_DIRECTIONS_: Copy out the entries that follow, unchanged.

(Source data)

━━━━

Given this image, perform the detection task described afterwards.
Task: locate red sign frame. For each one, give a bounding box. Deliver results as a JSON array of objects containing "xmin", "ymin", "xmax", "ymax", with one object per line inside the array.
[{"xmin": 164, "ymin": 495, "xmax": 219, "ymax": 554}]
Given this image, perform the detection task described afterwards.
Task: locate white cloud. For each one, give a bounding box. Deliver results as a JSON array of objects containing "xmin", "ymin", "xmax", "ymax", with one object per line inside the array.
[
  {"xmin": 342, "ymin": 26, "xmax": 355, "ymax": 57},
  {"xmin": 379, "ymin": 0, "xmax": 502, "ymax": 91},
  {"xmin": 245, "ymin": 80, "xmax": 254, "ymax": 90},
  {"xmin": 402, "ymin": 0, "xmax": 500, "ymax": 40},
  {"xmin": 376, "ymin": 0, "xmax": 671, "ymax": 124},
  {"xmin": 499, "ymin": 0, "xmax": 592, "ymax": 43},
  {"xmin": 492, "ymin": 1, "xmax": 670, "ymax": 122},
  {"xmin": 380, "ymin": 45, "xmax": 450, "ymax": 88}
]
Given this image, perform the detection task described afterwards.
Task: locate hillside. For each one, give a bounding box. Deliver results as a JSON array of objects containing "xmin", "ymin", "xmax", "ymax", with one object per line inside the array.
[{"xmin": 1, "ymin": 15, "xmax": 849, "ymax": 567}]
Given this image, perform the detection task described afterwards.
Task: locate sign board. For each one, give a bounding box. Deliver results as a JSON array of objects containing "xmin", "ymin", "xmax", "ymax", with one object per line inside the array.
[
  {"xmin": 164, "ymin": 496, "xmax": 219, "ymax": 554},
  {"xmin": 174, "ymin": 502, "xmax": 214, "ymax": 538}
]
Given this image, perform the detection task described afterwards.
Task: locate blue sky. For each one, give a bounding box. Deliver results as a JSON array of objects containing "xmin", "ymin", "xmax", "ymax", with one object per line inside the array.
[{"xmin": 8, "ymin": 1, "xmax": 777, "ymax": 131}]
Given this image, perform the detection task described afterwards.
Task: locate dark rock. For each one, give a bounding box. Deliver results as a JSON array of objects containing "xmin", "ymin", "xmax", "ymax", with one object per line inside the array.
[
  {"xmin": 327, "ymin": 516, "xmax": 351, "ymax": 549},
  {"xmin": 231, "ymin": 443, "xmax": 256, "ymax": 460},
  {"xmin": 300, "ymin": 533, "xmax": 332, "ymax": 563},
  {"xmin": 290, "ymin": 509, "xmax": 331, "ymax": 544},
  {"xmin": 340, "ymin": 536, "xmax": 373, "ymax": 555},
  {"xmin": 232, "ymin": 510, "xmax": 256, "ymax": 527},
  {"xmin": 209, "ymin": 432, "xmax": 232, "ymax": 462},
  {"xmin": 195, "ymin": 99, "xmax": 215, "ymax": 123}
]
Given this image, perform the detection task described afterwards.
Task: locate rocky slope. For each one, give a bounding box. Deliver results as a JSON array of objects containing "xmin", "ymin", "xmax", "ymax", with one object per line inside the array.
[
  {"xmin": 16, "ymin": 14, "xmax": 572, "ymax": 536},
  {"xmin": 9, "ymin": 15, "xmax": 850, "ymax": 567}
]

━━━━

_ANSWER BELOW_:
Given this image, perform the detection task described afterwards.
Task: locate red sign frame. For each one, give a bounding box. Deliver results as a JSON array of objects containing "xmin", "ymin", "xmax", "ymax", with one object per line inside the array.
[{"xmin": 164, "ymin": 495, "xmax": 219, "ymax": 554}]
Given this image, perform the detection task described afterwards.
Task: locate white cloud. For each one, give a bounding box. Deliver results as a JSON array of objects containing "xmin", "ymin", "xmax", "ymax", with one object per line inside the array.
[
  {"xmin": 342, "ymin": 26, "xmax": 355, "ymax": 57},
  {"xmin": 379, "ymin": 0, "xmax": 502, "ymax": 91},
  {"xmin": 245, "ymin": 80, "xmax": 254, "ymax": 90},
  {"xmin": 402, "ymin": 0, "xmax": 500, "ymax": 40},
  {"xmin": 376, "ymin": 0, "xmax": 671, "ymax": 124},
  {"xmin": 499, "ymin": 0, "xmax": 592, "ymax": 43},
  {"xmin": 492, "ymin": 1, "xmax": 670, "ymax": 122},
  {"xmin": 380, "ymin": 45, "xmax": 450, "ymax": 88}
]
Given this image, perform the detection task described afterwards.
Task: locate hillside. For each one, give a bounding box. Deliver results as a JSON array of objects containing "xmin", "ymin", "xmax", "ymax", with one object per line inside the array.
[{"xmin": 1, "ymin": 15, "xmax": 849, "ymax": 567}]
Given this image, perform the detection task described afterwards.
Task: locate sign board. For each one, give a bounding box. Deliver results as a JSON array of objects containing "xmin", "ymin", "xmax", "ymax", with one object per line inside the array.
[
  {"xmin": 164, "ymin": 496, "xmax": 219, "ymax": 554},
  {"xmin": 174, "ymin": 502, "xmax": 214, "ymax": 538}
]
Given this image, perform the detection task described afterwards.
Task: locate blue sky. For each one, give a bounding box. Deliver results as a JSON array of objects containing "xmin", "ymin", "xmax", "ymax", with one object per line inside the array.
[{"xmin": 8, "ymin": 1, "xmax": 777, "ymax": 131}]
Given this image, perform the detection task described afterwards.
Task: locate dark rock. For each one, give a bounding box. Deliver results as a JSON array of objects containing "xmin", "ymin", "xmax", "ymax", with one object per line inside the array.
[
  {"xmin": 327, "ymin": 516, "xmax": 351, "ymax": 549},
  {"xmin": 231, "ymin": 443, "xmax": 256, "ymax": 460},
  {"xmin": 300, "ymin": 533, "xmax": 332, "ymax": 563},
  {"xmin": 290, "ymin": 509, "xmax": 331, "ymax": 544},
  {"xmin": 340, "ymin": 536, "xmax": 373, "ymax": 555},
  {"xmin": 232, "ymin": 510, "xmax": 256, "ymax": 527},
  {"xmin": 209, "ymin": 432, "xmax": 232, "ymax": 462},
  {"xmin": 195, "ymin": 99, "xmax": 215, "ymax": 123}
]
Given this image, perform the detection task described afterwards.
Task: locate rocky slope. For each one, give a bounding box. Deliver results as a JSON array of objects containing "xmin", "ymin", "xmax", "ymax", with one object per line inside the array.
[
  {"xmin": 16, "ymin": 14, "xmax": 572, "ymax": 536},
  {"xmin": 9, "ymin": 15, "xmax": 850, "ymax": 567}
]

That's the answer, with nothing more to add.